======== Entries supplied ========

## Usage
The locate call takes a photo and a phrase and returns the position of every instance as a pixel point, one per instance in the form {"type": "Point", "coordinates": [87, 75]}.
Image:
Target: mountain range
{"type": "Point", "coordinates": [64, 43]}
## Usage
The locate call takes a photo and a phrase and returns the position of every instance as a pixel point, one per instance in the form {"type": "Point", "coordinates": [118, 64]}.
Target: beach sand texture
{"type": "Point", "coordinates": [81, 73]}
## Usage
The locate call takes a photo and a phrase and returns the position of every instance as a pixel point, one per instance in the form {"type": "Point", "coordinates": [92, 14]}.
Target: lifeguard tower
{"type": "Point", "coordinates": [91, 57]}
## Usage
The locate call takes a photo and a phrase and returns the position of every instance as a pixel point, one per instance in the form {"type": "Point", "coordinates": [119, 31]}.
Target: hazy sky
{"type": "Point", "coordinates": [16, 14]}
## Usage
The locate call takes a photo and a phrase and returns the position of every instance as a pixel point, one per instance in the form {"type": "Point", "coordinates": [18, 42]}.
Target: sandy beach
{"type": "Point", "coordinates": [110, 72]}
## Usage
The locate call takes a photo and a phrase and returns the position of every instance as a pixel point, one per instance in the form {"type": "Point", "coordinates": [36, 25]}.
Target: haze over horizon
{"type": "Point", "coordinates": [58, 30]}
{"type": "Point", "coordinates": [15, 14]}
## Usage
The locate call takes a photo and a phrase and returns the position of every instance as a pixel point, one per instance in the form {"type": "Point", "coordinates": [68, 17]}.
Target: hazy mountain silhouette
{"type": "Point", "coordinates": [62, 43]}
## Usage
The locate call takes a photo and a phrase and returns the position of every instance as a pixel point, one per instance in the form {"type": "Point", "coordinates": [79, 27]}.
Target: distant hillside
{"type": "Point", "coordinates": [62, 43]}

========

What the task requires:
Report each line of the material above that contains the word "mountain".

Full solution:
Target: mountain range
Target: hazy mountain silhouette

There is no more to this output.